Every record must be copied exactly, from first line to last.

#### EXTRACTED MATERIAL

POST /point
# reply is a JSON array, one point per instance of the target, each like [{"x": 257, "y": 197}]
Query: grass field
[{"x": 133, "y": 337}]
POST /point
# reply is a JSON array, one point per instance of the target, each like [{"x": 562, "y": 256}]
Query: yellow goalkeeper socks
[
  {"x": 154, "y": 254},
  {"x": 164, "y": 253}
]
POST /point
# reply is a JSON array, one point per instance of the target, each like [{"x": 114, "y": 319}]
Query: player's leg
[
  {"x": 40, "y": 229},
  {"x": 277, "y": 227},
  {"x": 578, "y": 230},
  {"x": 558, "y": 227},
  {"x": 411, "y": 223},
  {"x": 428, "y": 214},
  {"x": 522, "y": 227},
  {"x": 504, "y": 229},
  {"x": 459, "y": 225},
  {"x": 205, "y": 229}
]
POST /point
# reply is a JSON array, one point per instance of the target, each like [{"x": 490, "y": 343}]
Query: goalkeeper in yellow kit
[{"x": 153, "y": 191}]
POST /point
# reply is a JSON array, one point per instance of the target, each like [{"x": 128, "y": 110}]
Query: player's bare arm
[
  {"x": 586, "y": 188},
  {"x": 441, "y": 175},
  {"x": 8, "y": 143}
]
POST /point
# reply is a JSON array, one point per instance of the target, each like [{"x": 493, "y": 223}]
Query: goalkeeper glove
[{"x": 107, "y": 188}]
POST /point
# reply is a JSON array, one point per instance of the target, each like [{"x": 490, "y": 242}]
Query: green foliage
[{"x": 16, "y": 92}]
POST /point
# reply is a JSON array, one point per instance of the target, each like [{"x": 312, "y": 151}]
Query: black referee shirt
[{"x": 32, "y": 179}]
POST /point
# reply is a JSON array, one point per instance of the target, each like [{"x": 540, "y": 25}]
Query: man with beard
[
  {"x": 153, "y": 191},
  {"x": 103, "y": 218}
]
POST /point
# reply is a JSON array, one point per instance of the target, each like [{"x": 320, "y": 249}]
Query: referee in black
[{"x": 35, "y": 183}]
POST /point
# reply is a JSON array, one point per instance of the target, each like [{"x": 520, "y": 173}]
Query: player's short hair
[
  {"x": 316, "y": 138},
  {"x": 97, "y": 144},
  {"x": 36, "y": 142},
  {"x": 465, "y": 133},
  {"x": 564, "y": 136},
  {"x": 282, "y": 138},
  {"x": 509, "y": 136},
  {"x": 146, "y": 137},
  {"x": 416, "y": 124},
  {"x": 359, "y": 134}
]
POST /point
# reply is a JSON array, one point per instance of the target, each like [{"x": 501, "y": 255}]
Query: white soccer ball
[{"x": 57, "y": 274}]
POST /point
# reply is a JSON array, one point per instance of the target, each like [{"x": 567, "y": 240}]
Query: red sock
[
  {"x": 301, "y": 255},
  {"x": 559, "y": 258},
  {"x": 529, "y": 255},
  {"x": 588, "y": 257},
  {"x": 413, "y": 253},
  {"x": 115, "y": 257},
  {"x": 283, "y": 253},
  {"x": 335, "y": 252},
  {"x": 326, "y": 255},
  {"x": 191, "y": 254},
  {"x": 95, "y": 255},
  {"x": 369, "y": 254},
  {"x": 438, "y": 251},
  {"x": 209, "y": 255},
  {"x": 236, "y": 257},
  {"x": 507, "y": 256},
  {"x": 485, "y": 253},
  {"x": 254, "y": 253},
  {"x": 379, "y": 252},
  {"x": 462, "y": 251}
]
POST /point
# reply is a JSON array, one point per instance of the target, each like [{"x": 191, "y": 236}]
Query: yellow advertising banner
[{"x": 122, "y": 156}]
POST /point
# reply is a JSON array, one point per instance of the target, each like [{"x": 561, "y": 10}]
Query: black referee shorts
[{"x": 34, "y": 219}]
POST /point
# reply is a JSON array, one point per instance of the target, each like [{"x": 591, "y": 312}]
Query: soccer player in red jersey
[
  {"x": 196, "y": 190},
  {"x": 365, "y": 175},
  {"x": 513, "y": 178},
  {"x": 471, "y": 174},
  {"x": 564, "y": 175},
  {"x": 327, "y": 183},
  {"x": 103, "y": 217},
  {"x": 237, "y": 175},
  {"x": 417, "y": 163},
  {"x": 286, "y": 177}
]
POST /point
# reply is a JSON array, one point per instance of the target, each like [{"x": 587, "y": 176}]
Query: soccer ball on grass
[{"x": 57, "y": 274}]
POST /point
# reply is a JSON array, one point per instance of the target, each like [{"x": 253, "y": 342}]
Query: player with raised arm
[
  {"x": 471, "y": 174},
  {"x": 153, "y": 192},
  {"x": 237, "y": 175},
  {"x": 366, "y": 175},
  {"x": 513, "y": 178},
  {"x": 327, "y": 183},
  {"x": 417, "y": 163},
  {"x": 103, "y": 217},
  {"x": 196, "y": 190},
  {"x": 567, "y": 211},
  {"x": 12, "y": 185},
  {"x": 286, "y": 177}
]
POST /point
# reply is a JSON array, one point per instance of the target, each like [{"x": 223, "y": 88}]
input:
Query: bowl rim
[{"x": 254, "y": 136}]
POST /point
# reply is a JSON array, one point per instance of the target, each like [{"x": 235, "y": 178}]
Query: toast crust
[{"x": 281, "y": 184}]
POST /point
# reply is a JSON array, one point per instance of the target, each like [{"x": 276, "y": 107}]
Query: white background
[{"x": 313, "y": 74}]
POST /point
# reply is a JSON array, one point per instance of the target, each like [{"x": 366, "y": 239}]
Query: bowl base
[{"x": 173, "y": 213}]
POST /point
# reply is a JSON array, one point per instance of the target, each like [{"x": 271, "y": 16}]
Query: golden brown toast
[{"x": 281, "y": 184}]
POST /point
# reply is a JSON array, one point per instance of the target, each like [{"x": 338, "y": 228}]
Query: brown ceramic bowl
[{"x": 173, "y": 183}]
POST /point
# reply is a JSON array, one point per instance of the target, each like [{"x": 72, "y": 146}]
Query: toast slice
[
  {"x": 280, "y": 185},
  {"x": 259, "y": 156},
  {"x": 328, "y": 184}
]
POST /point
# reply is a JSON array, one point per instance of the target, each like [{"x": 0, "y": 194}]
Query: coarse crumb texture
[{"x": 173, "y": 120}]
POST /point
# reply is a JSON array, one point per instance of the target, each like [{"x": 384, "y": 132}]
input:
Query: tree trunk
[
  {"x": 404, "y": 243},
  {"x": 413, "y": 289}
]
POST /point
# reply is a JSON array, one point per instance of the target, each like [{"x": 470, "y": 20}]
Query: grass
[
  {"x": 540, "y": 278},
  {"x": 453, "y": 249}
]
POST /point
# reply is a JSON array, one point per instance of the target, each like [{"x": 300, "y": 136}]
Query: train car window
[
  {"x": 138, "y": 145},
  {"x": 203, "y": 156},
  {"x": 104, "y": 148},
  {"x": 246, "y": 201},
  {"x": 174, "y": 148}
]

########

RESPONSE -
POST /point
# reply is a JSON array, one point per instance of the target, each like [{"x": 257, "y": 197}]
Query: grass field
[{"x": 133, "y": 337}]
POST /point
# reply is a JSON array, one point per instance of the target, each like [{"x": 562, "y": 256}]
Query: yellow goalkeeper socks
[
  {"x": 154, "y": 254},
  {"x": 164, "y": 253}
]
POST /point
# reply is a JSON array, one point per instance of the target, each like [{"x": 114, "y": 319}]
Query: player's leg
[
  {"x": 40, "y": 229},
  {"x": 277, "y": 227},
  {"x": 578, "y": 230},
  {"x": 558, "y": 227},
  {"x": 411, "y": 223},
  {"x": 428, "y": 214},
  {"x": 522, "y": 227},
  {"x": 504, "y": 229},
  {"x": 459, "y": 225},
  {"x": 205, "y": 229}
]
POST /point
# reply is a JSON array, one point per instance of the target, each like [{"x": 490, "y": 343}]
Query: goalkeeper in yellow kit
[{"x": 153, "y": 191}]
POST /point
# reply is a JSON array, one point per instance of the target, each like [{"x": 128, "y": 110}]
Query: player's bare arm
[
  {"x": 586, "y": 188},
  {"x": 441, "y": 175},
  {"x": 8, "y": 143}
]
POST /point
# reply is a JSON array, one point per instance of the target, each like [{"x": 493, "y": 223}]
Query: goalkeeper glove
[{"x": 107, "y": 188}]
POST /point
# reply is a JSON array, one point per instance of the target, each like [{"x": 490, "y": 242}]
Query: green foliage
[{"x": 16, "y": 92}]
POST /point
# reply is a JSON array, one point per instance of the target, each like [{"x": 312, "y": 151}]
Query: black referee shirt
[{"x": 32, "y": 179}]
POST /point
# reply is a JSON array, one point per instance of the target, each like [{"x": 540, "y": 25}]
Query: man with beard
[
  {"x": 153, "y": 191},
  {"x": 103, "y": 218}
]
POST /point
# reply is a JSON array, one point per instance of the target, each like [{"x": 320, "y": 249}]
Query: referee in black
[{"x": 35, "y": 183}]
POST /point
# reply is a JSON array, one point per instance of the target, each like [{"x": 520, "y": 173}]
Query: player's short hair
[
  {"x": 316, "y": 138},
  {"x": 97, "y": 144},
  {"x": 36, "y": 142},
  {"x": 465, "y": 133},
  {"x": 564, "y": 136},
  {"x": 282, "y": 138},
  {"x": 509, "y": 136},
  {"x": 146, "y": 137},
  {"x": 416, "y": 124},
  {"x": 359, "y": 134}
]
POST /point
# reply is a JSON array, one point per instance of the target, each like [{"x": 501, "y": 255}]
Query: white soccer ball
[{"x": 57, "y": 274}]
POST /point
# reply is a JSON array, one point per instance of the target, each like [{"x": 567, "y": 240}]
Query: red sock
[
  {"x": 301, "y": 255},
  {"x": 559, "y": 258},
  {"x": 529, "y": 255},
  {"x": 588, "y": 257},
  {"x": 413, "y": 253},
  {"x": 115, "y": 257},
  {"x": 283, "y": 253},
  {"x": 335, "y": 252},
  {"x": 326, "y": 255},
  {"x": 191, "y": 254},
  {"x": 95, "y": 255},
  {"x": 369, "y": 254},
  {"x": 438, "y": 251},
  {"x": 209, "y": 255},
  {"x": 236, "y": 257},
  {"x": 507, "y": 256},
  {"x": 485, "y": 253},
  {"x": 254, "y": 253},
  {"x": 379, "y": 252},
  {"x": 462, "y": 251}
]
POST /point
# reply is a JSON array, one point per instance of the target, each like [{"x": 191, "y": 236}]
Query: yellow advertising banner
[{"x": 122, "y": 156}]
POST /point
# reply is a JSON array, one point per instance of the target, each like [{"x": 561, "y": 10}]
Query: black referee shorts
[{"x": 34, "y": 219}]
POST /point
# reply is a JSON array, one point per instance of the target, each like [{"x": 591, "y": 312}]
Query: soccer player in red jersey
[
  {"x": 196, "y": 190},
  {"x": 365, "y": 175},
  {"x": 513, "y": 178},
  {"x": 471, "y": 174},
  {"x": 564, "y": 175},
  {"x": 327, "y": 183},
  {"x": 103, "y": 217},
  {"x": 237, "y": 175},
  {"x": 417, "y": 163},
  {"x": 286, "y": 177}
]
POST /point
# reply is a JSON array, one point per instance of the target, each like [{"x": 587, "y": 176}]
Query: soccer ball on grass
[{"x": 57, "y": 274}]
POST /point
# reply is a JSON array, one point per instance of the target, each like [{"x": 253, "y": 342}]
Query: player with raised arm
[
  {"x": 471, "y": 174},
  {"x": 153, "y": 192},
  {"x": 237, "y": 175},
  {"x": 366, "y": 175},
  {"x": 513, "y": 178},
  {"x": 327, "y": 183},
  {"x": 417, "y": 163},
  {"x": 103, "y": 217},
  {"x": 196, "y": 190},
  {"x": 567, "y": 211},
  {"x": 12, "y": 185},
  {"x": 286, "y": 177}
]
POST /point
# reply is a JSON array, one point per instance of the target, each like [{"x": 223, "y": 88}]
input:
Query: bowl rim
[{"x": 254, "y": 136}]
POST /point
# reply is a JSON array, one point per instance of the target, each like [{"x": 235, "y": 178}]
Query: toast crust
[{"x": 281, "y": 184}]
POST /point
# reply is a JSON array, one point per instance of the target, each like [{"x": 276, "y": 107}]
Query: white background
[{"x": 313, "y": 74}]
POST /point
# reply is a JSON array, one point per instance of the target, each like [{"x": 366, "y": 239}]
Query: bowl base
[{"x": 173, "y": 213}]
POST /point
# reply is a JSON array, one point per instance of the target, each like [{"x": 271, "y": 16}]
Query: golden brown toast
[{"x": 281, "y": 184}]
POST /point
# reply is a JSON array, one point per instance of the target, each like [{"x": 338, "y": 228}]
Query: brown ceramic bowl
[{"x": 173, "y": 183}]
POST /point
# reply is a JSON array, one point per instance of the target, each like [{"x": 72, "y": 146}]
Query: toast slice
[
  {"x": 280, "y": 185},
  {"x": 259, "y": 156},
  {"x": 328, "y": 184}
]
POST /point
# reply is a JSON array, one point per instance of the target, each like [{"x": 0, "y": 194}]
Query: coarse crumb texture
[{"x": 173, "y": 120}]
POST /point
# reply is a JSON array, one point per instance of the target, each like [{"x": 384, "y": 132}]
input:
Query: tree trunk
[
  {"x": 404, "y": 243},
  {"x": 413, "y": 289}
]
POST /point
# reply is a JSON array, one point per instance of the target, each like [{"x": 470, "y": 20}]
Query: grass
[
  {"x": 540, "y": 278},
  {"x": 453, "y": 249}
]
POST /point
# reply is a JSON array, one point per instance of the target, each like [{"x": 300, "y": 136}]
Query: train car window
[
  {"x": 138, "y": 145},
  {"x": 203, "y": 156},
  {"x": 104, "y": 148},
  {"x": 246, "y": 201},
  {"x": 174, "y": 148}
]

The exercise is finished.